- Stated task: Reproduce verbatim every line of the records from the line containing "For the mapping pass, tag each instance of the sandal" through the final line of the records, both included.

- Input material:
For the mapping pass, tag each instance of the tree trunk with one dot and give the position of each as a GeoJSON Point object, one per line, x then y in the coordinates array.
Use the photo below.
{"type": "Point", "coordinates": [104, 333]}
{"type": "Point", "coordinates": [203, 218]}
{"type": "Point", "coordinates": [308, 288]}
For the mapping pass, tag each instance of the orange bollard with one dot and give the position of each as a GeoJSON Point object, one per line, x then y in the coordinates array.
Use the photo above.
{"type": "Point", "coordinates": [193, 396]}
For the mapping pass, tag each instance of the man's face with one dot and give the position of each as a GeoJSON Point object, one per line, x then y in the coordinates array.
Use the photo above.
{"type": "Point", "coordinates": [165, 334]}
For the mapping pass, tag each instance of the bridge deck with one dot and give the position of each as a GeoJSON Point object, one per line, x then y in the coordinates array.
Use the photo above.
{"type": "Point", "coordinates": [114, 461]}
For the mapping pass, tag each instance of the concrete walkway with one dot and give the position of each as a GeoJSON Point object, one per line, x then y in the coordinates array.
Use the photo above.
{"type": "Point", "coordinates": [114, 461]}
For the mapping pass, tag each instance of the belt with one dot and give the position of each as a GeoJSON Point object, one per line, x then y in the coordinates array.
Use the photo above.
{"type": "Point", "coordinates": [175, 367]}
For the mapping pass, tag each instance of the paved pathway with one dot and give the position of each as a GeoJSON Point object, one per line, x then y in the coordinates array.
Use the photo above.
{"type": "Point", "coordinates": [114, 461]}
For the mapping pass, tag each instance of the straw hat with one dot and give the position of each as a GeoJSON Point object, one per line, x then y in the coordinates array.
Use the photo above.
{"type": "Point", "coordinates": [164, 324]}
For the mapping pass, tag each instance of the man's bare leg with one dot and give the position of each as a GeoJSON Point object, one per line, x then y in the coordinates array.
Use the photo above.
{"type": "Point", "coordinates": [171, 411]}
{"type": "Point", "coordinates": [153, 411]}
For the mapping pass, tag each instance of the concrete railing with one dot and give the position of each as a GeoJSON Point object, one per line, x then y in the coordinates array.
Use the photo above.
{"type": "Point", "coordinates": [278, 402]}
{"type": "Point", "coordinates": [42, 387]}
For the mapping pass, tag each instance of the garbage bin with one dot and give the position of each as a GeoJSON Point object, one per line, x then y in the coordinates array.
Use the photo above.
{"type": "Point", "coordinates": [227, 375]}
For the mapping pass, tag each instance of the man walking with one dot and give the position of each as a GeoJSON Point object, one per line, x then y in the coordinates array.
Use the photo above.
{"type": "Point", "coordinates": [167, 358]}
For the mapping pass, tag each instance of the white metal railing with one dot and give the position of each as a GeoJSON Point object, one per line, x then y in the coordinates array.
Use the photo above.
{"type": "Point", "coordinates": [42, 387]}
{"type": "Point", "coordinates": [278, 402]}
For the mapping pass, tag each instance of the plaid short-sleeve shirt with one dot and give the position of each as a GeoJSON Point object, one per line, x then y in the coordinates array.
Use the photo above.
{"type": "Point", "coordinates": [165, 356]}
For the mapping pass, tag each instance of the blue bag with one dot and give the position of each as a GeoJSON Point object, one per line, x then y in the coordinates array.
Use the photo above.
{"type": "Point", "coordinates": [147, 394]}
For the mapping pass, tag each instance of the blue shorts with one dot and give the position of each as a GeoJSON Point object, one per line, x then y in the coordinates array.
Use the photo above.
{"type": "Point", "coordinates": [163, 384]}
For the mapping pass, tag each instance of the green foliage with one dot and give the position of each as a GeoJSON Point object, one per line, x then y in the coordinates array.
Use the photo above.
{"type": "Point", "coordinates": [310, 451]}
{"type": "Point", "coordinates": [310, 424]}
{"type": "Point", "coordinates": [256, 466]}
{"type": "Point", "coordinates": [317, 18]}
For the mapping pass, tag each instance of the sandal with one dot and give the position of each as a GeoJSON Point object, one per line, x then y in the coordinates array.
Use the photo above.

- Correct answer:
For the mapping pass, tag each instance of the sandal with one dot and give the position of each as a GeoJSON Point object, one per line, x then y in the coordinates array.
Use the photo above.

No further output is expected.